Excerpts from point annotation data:
* BEGIN *
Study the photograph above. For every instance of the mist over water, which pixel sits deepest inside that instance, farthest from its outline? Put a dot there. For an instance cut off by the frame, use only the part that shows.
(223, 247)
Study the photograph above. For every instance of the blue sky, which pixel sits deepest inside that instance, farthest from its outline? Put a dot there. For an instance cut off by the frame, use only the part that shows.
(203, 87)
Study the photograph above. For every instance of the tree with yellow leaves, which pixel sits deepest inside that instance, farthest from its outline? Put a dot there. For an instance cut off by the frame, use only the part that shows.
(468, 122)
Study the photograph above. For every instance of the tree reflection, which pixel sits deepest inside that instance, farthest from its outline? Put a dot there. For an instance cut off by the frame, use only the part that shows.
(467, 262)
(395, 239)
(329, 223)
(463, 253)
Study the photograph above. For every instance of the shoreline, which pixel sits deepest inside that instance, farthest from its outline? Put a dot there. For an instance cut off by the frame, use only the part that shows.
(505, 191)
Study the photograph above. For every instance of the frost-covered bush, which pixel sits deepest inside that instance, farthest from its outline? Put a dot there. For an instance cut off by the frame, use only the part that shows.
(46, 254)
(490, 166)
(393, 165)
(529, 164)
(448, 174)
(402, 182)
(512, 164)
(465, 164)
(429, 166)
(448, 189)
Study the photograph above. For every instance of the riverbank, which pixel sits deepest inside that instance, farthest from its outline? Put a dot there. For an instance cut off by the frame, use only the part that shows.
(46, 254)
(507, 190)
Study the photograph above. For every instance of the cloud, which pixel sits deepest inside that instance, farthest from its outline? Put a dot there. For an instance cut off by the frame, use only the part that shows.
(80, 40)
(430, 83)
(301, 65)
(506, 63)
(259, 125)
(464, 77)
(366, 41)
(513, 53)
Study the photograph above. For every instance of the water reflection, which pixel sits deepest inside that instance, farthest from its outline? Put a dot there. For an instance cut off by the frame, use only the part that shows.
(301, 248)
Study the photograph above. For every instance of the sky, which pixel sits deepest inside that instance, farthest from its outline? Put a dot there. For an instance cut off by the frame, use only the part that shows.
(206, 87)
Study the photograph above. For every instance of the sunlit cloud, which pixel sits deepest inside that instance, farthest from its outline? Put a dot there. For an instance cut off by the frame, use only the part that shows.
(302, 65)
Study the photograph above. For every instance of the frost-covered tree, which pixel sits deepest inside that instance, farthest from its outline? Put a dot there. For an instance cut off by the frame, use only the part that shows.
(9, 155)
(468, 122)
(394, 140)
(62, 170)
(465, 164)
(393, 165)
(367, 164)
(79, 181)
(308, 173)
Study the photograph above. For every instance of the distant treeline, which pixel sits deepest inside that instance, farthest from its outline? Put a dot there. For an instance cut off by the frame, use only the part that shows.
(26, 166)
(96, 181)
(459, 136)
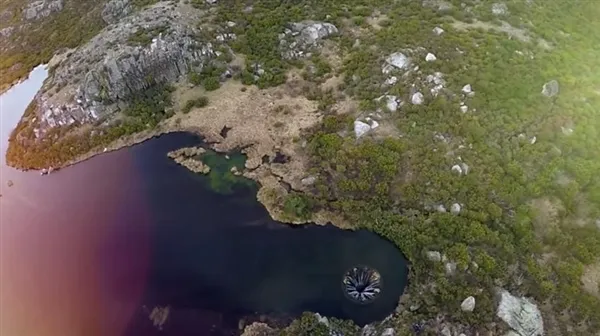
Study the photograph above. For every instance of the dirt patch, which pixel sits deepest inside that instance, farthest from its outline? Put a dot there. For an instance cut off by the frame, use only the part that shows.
(263, 123)
(546, 215)
(591, 279)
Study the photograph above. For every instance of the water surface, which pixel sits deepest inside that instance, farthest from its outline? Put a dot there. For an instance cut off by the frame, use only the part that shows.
(89, 249)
* END *
## EXERCISE TASK
Every line should be retyped exactly, with the pictures omitted.

## RESPONSE TO THE EXERCISE
Study the photograph above. For every instance of the mist over water, which pixel sits deepest inside that instance, farthest from its outline? Put a dot there. For an instance cut off by the frame, use only the part that shows.
(223, 247)
Study the photograph above. For every instance of the blue sky, which pixel sits deepest inside that instance, farthest from its outline? Put a dot there. For an instance cut off by the frame, use only the part that shows.
(203, 87)
Study the photograph above. For every instance of the tree with yellow leaves, which pixel sits deepest inside that instance, farthest from its outline? Put a dot there. For an instance cut off by the frame, use only the part that shows.
(468, 122)
Study the photograph above. For every instance of the tree reflection, which pixel sits deepest inside that instance, farthest from its outline? Put a dot there. For an instance cut off by the frame, use only the part that shows.
(467, 262)
(395, 239)
(329, 223)
(463, 253)
Study the photograph above. For every instance of the shoreline, which pixel sits deepest inside that instance, farthest from its outline? Put a dot there. For an instance cut off by the frame, use only the part that shows.
(505, 191)
Study the photograph above. For every instance of the frost-covered bush, which pixel sits deepest inside that instance, farthest from its outline? Put a dot there. For an instance cut off by the frame, use only the part that shows.
(46, 254)
(490, 166)
(393, 165)
(529, 164)
(448, 174)
(402, 182)
(512, 164)
(465, 164)
(429, 166)
(448, 189)
Study the photograph above. For every instance of the riverbank, which pixel sits deepest inside that instance, farthest from its outline? Put a dot there. For an instance cut off by the frame, use only the part that shows.
(46, 254)
(507, 190)
Study the photograph above. For every instance of the cloud, which pixel sits deepest inside that instance, farthest from its outline? Put a dot there. For an instance cut off by the frame, use only the part that shows.
(80, 40)
(430, 83)
(301, 65)
(506, 63)
(259, 125)
(464, 77)
(366, 41)
(513, 53)
Study the photograph above. For every instance of the water reflection, which pixel sits deepest inside that instance, farthest from its outline? Put a dot there. For an instance cut off by the frame, use only the part that shows.
(301, 248)
Study the photograph above. For every instance of the sky, which pixel sits deepest inside that instance, farthest from its outline? Put a dot there. For an instance cut off by the frame, use only the part that shows.
(206, 87)
Study the photograph above. For every instance of the sunlit cloud, which pixel sits deepest inside that instance, farthest from its outline? Put a dot there. For an instance cut off by the frame, use only the part that shows.
(302, 65)
Study the photograph above. For every instance of the frost-covered tree, which pixel sits deepest inside that instance, farthest from its outline? Put a dot there. For an instance cut off by the frame, use only the part that shows.
(9, 155)
(468, 122)
(394, 140)
(62, 170)
(465, 164)
(393, 165)
(367, 164)
(79, 181)
(308, 173)
Study the photograph above. For every instance of the distant treeline, which pixel sits deepest inside that instance, farthest from its outline? Put a dot there. For an instance cut off by the frame, use only the part that shows.
(26, 166)
(96, 181)
(459, 136)
Study the photograph above. For every instance of the dirt patch, which pixel sits deepest inside that instance, farthest from its outline? Put a dot there. For an instance cut off by the frame, use only the part that shows.
(263, 123)
(546, 215)
(591, 279)
Study the photograph above. For every instance of the water surface, which pixel sits deepest inside that instance, farthest from its outline? Put a dot there. For an instance cut off by the frame, use only the part that shows.
(89, 249)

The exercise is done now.